_抜粋:_
═══
取締役を解任する手続
はじめに
代表取締役との間で経営方針の不一致が生じている場合や、会社の事業縮小に伴い役員数を削減する必要がある場合、取締役が不祥事を起こして会社に損害を与えた場合など、会社としては、多くの場合に取締役の解任について検討されると思います。そこで、本稿では、実際に取締役を解任することができるのはどのような場合か、解任する場合にはどのような手続を行えばいいのか、解任手続を行った場合のリスクはないのか、ということなどについて解説いたします。
辞任・退任との違い
取締役の「解任」とは、取締役の意思に関係なく、株主総会決議によって会社が、任期途中の取締役を辞めさせることをいいます。一方で、「辞任」とは、取締役が、自らの意思で、任期の途中に取締役を辞めることをいいます。また、「退任」とは、取締役が任期を最後まで満了して取締役を辞めることをいいます。このように、会社が、取締役の意思に関係なく、任期途中で取締役を辞めさせたい場合、解任手続をとる必要があります。
取締役を解任した場合、会社の登記簿において解任の事実が記載されます。金融機関や取引先に対し、話し合いで解決できない揉め事を抱えている会社であるとの不安を抱かせてしまうおそれがあります。そこで、解任を行う前に、まずは、当該取締役と話し合いを行う場を設けて、辞任という形でやめてもらうように交渉することが望ましいと考えられます。
取締役を解任することができる場合
取締役の解任は、理由を問わず、いつでも、株主総会決議によって行うことが可能です(会社法339条1項)。取締役と会社との間の契約関係は、委任に関する規定に従うと定められており(会社法330条)、委任契約は各当事者がいつでも解除することができるとされています(民法651条)。また、取締役は、会社と委任関係にありますので、労働者にも当たらず、取締役の解任において労働関係法令は適用されません。ただし、後述(「5.1 解任した取締役からの損害賠償請求」)のとおり、取締役の解任には会社法上の規律が存在しますのでこの点には注意が必要です。
取締役を解任するための手続
取締役を解任する方法としては、株主総会における解任決議による方法と解任の訴えによる方法があります。以下では、それぞれの手続についてご説明します。
株主総会における解任決議による方法
① 取締役会における株主総会の招集決議
●取締役会設置会社の場合
取締役会設置会社においては、取締役会を招集し、解任決議を行うための株主総会を招集することを決議する必要があります。取締役会決議は、定款で別段の定めをした場合を除き、議決に加わることができる取締役の過半数が出席し、その過半数による賛成をもって行うことができます(369条1項)。そして、取締役会決議を行った後は、取締役会議事録を作成する必要があります(会社法369条3項・同4項)。なお、解任予定の取締役を上記手続から除外することはできませんのでご注意ください。
●取締役会非設置会社の場合
取締役会非設置会社の場合、株主総会を招集する際には、株主に招集通知を発送する前提として、取締役の過半数によって株主総会を招集することを決定する必要があります(会社法348条2項)。すなわち、取締役の員数が2名の場合、過半数の決定を行うためには、取締役1名のみの決定では足りず、当該取締役の両名(2名)が株主総会を招集することを決定する必要があります。
═══
_次の課題:_
- a) 取締役の解任手続に関する文章では、取締役が辞める形としてどれが区別されていますか。それぞれの意味とあわせてすべて挙げてください。
- b) 取締役の解任手続に関する文章を、最後の文の後から書き継いでください。

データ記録
═══
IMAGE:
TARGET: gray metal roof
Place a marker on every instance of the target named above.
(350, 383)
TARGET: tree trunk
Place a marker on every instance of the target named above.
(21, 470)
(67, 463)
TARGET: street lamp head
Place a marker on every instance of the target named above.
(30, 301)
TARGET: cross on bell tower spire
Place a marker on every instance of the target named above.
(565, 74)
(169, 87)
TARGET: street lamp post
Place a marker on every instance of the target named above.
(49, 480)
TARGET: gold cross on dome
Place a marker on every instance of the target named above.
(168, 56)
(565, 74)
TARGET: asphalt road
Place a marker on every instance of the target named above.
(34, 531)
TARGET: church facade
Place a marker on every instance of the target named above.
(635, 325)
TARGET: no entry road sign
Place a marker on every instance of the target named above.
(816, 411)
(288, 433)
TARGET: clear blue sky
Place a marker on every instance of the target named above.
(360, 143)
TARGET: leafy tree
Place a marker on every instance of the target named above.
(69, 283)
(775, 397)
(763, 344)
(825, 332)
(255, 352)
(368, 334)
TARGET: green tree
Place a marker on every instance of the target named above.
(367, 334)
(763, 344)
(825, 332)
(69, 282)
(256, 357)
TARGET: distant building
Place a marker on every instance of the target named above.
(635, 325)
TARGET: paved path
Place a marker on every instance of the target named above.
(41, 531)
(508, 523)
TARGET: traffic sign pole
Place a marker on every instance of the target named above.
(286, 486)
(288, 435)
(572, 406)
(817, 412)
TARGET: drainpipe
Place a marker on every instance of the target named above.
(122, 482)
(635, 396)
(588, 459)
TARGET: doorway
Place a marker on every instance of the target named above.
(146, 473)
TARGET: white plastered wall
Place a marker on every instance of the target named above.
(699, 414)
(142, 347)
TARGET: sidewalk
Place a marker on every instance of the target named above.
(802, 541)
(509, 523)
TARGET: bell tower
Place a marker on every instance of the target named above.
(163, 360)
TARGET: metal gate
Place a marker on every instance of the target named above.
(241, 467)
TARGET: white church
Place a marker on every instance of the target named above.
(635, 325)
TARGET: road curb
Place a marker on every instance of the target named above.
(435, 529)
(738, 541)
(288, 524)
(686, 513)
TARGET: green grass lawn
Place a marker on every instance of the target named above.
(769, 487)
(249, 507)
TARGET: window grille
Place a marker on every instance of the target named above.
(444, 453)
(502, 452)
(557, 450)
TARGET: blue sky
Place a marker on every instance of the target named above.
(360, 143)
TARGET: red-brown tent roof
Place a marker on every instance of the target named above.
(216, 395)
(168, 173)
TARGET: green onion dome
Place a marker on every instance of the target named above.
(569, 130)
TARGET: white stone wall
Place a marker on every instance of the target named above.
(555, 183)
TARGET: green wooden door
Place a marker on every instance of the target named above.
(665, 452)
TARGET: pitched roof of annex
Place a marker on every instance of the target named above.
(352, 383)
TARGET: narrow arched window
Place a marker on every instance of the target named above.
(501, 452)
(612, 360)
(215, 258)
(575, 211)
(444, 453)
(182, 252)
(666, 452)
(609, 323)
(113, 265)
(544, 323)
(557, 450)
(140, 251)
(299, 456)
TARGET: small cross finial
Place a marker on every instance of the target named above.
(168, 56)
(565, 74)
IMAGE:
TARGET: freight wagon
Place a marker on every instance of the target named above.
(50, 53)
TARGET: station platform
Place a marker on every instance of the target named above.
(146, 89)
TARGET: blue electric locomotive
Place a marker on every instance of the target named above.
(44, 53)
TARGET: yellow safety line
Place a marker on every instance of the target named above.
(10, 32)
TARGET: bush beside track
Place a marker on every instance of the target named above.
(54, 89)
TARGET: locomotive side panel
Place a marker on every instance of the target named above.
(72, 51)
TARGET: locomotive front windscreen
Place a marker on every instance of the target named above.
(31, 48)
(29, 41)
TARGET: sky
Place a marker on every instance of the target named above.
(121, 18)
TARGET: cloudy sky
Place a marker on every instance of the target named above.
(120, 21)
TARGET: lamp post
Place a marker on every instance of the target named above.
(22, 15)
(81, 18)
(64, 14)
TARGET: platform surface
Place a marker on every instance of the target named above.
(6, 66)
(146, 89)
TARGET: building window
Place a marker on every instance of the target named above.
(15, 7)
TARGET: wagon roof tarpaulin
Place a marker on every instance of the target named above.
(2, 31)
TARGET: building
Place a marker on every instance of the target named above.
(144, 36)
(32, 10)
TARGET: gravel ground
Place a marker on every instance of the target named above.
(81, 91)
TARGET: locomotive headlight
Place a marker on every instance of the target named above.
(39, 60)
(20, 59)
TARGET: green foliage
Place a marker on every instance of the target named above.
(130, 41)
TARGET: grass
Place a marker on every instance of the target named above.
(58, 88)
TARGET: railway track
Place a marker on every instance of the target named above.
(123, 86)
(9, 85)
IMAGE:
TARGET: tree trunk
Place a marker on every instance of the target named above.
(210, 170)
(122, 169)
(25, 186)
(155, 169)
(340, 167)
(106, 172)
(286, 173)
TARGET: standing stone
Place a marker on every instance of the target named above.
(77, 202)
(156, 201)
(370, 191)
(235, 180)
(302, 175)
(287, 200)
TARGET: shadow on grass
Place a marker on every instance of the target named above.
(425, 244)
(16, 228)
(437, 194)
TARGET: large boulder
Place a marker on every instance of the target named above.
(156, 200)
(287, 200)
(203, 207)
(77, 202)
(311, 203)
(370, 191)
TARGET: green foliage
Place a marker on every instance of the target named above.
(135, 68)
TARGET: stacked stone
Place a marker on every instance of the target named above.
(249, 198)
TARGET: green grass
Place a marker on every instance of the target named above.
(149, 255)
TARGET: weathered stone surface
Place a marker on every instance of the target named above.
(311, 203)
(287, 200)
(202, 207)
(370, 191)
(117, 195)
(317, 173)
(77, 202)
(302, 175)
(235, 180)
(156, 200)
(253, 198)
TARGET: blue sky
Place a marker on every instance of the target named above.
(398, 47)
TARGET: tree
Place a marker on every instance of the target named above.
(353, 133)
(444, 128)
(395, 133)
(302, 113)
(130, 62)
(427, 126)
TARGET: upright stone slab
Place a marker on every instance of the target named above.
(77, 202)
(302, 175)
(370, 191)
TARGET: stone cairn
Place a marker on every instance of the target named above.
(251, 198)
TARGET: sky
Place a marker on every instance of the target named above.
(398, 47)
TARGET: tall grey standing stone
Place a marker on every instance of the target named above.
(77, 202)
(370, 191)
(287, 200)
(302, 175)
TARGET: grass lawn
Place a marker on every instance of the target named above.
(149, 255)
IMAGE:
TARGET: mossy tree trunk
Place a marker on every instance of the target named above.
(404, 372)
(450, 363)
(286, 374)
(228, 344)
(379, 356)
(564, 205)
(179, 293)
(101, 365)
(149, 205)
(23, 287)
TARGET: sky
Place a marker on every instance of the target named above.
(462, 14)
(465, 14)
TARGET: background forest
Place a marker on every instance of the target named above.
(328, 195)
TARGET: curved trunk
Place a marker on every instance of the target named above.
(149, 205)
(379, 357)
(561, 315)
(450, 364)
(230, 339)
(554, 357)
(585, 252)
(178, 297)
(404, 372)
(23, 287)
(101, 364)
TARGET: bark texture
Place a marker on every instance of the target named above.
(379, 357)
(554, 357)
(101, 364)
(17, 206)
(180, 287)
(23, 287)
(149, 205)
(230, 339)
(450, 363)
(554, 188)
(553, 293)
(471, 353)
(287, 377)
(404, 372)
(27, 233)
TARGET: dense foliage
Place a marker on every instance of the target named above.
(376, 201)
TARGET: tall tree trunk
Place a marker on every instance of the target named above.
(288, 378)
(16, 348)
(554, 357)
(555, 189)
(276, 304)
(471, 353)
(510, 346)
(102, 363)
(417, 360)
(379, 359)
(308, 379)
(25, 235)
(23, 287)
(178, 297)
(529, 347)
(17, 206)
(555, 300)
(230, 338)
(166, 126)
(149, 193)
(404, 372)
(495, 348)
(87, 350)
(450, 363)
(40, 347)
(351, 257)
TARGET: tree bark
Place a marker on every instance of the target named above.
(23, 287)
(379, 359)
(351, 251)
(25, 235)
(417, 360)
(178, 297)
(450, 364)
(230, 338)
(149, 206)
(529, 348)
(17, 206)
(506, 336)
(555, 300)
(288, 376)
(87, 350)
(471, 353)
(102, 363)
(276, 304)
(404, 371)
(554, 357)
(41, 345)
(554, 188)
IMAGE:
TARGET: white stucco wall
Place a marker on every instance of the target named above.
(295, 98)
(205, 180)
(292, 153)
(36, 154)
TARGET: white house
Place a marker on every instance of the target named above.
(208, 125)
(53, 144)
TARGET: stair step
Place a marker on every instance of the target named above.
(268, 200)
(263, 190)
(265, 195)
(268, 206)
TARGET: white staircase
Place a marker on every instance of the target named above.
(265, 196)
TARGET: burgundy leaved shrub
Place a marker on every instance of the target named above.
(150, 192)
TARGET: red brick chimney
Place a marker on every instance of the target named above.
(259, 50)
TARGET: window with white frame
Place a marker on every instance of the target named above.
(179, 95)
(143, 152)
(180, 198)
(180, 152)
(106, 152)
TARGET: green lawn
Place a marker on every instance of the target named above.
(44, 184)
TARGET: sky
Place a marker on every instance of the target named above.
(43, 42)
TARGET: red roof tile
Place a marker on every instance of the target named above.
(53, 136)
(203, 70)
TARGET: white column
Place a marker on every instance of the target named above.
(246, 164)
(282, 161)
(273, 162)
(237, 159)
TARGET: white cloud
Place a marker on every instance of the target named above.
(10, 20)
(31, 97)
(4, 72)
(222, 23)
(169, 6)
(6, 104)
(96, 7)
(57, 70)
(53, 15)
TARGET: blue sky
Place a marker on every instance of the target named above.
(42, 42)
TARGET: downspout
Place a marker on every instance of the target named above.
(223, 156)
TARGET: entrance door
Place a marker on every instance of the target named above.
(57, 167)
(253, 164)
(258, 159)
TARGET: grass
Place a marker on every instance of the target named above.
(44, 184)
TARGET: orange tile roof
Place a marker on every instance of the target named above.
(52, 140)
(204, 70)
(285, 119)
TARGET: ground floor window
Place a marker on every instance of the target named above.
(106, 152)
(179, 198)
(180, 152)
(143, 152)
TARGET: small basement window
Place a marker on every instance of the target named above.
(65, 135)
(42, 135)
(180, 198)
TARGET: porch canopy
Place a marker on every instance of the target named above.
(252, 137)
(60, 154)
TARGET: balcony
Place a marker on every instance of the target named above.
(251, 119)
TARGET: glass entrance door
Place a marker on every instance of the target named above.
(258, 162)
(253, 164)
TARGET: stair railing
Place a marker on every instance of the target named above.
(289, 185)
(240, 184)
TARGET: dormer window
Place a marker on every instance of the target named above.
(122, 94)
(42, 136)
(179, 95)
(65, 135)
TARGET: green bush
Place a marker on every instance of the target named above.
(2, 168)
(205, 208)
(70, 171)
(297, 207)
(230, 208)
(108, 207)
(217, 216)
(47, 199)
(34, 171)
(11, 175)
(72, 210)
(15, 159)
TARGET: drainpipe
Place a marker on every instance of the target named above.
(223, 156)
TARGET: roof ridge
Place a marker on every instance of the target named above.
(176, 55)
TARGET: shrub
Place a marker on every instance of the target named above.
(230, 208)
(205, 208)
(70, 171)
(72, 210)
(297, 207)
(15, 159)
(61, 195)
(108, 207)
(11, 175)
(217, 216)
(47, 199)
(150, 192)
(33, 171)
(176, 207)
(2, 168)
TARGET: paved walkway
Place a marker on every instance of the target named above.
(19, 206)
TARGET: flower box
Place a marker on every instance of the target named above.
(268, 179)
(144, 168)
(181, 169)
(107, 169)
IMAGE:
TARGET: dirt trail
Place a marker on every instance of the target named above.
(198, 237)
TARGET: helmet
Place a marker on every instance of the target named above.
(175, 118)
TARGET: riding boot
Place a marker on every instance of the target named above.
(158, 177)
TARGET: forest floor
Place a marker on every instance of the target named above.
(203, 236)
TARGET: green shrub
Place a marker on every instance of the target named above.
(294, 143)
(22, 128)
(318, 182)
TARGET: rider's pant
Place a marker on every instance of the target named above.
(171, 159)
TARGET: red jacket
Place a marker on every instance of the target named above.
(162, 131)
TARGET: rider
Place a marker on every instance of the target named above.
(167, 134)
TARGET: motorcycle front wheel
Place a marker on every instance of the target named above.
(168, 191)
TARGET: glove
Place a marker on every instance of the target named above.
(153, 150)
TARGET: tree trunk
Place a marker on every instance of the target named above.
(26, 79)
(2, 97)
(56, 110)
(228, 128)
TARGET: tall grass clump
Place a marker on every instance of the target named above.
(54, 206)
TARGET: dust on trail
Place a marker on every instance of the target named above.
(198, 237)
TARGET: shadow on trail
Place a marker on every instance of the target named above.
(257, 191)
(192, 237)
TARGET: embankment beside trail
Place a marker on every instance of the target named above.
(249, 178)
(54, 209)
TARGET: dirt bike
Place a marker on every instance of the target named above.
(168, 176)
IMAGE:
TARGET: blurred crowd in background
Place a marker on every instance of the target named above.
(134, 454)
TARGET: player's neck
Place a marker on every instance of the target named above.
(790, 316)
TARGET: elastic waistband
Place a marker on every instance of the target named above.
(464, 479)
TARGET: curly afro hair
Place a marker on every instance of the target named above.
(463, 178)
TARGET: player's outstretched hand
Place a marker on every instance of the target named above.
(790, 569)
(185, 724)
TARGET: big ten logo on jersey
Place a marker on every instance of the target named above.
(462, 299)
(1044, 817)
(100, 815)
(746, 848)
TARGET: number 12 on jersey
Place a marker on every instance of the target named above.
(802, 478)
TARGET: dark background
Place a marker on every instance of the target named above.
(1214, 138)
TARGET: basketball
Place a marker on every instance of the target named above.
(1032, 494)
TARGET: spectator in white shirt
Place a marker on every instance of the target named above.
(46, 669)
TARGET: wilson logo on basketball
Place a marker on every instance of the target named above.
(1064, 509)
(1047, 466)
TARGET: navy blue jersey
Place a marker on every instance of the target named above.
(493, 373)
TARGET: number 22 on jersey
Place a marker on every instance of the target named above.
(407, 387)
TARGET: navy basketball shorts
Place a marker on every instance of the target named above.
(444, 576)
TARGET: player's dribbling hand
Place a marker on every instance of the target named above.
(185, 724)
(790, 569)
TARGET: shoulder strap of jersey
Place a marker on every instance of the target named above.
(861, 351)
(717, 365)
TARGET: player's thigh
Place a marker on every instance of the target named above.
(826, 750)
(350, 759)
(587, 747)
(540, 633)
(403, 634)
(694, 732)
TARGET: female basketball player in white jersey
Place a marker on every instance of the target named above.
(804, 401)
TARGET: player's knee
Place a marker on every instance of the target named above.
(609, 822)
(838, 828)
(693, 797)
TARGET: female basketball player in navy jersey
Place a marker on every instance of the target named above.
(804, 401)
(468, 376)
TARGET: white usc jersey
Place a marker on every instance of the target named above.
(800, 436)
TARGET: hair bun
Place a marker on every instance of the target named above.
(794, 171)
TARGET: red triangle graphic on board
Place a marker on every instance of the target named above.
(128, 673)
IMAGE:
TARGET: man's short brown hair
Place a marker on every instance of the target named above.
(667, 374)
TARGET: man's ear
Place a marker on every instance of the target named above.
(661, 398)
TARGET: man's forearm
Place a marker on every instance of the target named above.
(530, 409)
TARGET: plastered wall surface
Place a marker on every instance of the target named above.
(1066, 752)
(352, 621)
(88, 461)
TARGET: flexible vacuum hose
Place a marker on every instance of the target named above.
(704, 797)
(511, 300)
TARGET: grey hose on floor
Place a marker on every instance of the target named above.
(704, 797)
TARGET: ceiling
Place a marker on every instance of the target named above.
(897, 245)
═══
_解答例:_
- a)
・解任：取締役の意思に関係なく、株主総会決議によって会社が任期途中の取締役を辞めさせること
・辞任：取締役が自らの意思で、任期の途中に取締役を辞めること
・退任：取締役が任期を最後まで満了して取締役を辞めること

- b)
取締役の員数が2名の場合、解任される予定の取締役(2名のうち1人)が、臨時株主総会(自身の解任決議が行われる株主総会)の招集を決定することに反対する場合があります。そのような場合、当該会社としては、取締役両名によって株主総会の招集決定を行うことができず、株主総会を招集することができない状況が生じてしまうことになります。
上記のような場合において、株主総会を適法に開催する手段としては、当該会社の株主が、当該会社に対して株主総会の招集請求を行うことが考えられます。一部の取締役の反対により会社が株主総会を適法に招集することができない状況の場合、一定の要件を満たすことを条件として、株主が自ら株主総会を招集することができます(会社法297条)。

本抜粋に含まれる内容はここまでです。